- INSTRUCCIONES Y REQUISITOS: Enumera, copiándolas completas, todas las líneas de los registros siguientes que contengan la cadena "base". Ten en cuenta las mayúsculas y minúsculas.

- SECCIÓN DE DATOS:
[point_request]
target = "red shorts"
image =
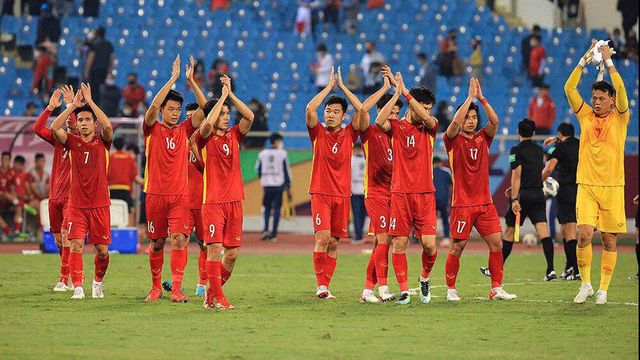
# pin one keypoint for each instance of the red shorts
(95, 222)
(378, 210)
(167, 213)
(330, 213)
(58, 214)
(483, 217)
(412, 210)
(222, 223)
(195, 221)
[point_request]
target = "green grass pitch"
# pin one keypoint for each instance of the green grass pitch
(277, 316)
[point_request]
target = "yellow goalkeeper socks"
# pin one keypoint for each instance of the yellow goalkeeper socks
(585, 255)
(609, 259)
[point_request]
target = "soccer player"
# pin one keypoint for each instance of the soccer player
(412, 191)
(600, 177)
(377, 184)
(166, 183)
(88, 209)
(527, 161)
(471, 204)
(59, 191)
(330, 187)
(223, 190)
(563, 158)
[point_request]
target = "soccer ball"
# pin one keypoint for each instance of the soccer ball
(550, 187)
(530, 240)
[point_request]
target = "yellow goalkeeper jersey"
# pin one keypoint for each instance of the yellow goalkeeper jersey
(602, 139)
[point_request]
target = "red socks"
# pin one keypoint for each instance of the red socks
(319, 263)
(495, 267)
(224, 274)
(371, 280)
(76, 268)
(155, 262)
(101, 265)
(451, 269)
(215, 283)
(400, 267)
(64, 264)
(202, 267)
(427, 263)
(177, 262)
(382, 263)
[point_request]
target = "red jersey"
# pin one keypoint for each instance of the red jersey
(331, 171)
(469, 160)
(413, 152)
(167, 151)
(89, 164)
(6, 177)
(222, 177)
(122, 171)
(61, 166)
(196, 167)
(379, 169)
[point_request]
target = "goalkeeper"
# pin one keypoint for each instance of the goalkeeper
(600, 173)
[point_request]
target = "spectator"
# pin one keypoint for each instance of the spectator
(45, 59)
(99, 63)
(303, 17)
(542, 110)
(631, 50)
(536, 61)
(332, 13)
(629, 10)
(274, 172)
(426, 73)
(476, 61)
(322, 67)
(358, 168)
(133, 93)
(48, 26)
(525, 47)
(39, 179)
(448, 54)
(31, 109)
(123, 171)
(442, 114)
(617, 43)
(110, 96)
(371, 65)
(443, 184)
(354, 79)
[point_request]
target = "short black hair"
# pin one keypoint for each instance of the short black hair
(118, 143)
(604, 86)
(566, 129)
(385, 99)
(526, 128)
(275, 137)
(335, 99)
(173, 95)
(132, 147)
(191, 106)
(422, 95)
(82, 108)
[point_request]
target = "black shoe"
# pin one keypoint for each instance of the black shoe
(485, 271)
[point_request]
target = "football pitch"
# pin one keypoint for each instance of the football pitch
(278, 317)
--
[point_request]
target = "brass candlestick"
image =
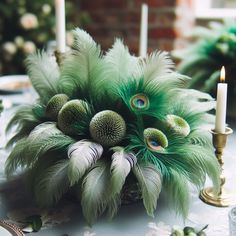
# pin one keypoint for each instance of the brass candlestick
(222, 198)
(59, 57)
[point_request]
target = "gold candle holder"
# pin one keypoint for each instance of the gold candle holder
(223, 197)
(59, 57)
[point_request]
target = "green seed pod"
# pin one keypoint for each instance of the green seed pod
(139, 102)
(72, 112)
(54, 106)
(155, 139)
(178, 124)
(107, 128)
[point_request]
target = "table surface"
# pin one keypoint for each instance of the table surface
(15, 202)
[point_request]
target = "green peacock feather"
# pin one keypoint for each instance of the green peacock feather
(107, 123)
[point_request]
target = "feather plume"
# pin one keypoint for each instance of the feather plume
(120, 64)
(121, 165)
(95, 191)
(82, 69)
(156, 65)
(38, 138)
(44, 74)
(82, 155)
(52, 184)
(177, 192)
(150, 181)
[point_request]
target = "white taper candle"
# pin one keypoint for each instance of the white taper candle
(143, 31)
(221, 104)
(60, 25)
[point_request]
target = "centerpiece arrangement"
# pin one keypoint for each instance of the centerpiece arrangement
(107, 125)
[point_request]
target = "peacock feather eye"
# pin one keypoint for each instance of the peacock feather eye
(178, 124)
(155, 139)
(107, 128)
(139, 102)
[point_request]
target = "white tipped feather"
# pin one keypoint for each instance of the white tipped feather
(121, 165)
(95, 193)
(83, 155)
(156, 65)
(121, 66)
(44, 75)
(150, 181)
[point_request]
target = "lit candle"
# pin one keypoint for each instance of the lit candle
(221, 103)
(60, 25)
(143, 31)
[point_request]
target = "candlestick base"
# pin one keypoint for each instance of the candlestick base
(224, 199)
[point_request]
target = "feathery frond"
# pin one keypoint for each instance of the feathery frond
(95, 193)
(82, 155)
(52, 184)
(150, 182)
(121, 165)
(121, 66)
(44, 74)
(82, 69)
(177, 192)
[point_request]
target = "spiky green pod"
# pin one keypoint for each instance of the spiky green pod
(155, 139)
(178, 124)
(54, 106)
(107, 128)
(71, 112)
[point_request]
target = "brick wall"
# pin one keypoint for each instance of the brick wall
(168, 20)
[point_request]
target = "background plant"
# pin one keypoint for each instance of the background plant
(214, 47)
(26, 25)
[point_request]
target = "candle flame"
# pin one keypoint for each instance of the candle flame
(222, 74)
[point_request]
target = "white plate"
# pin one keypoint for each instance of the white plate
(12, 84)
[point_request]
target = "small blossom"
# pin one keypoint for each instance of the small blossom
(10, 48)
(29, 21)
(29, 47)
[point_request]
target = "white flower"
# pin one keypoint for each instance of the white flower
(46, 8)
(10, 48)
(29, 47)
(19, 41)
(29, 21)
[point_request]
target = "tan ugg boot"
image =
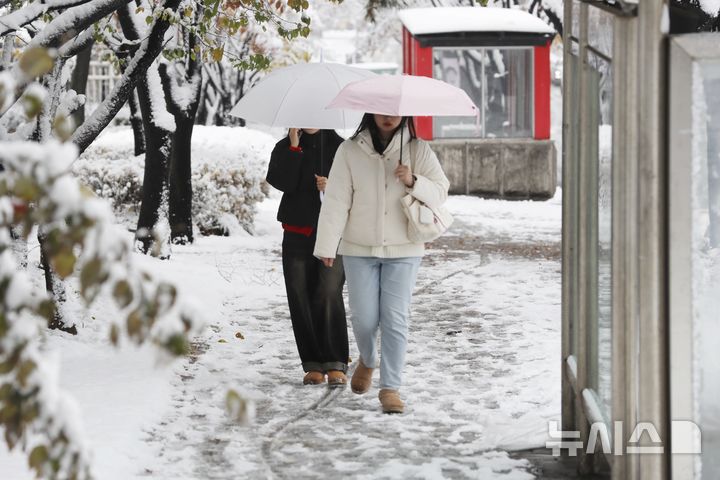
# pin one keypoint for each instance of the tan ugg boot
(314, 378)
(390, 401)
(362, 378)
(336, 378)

- EN RESPUESTA:
target = "candlestick base"
# pin one keypoint for each instance of the candlestick base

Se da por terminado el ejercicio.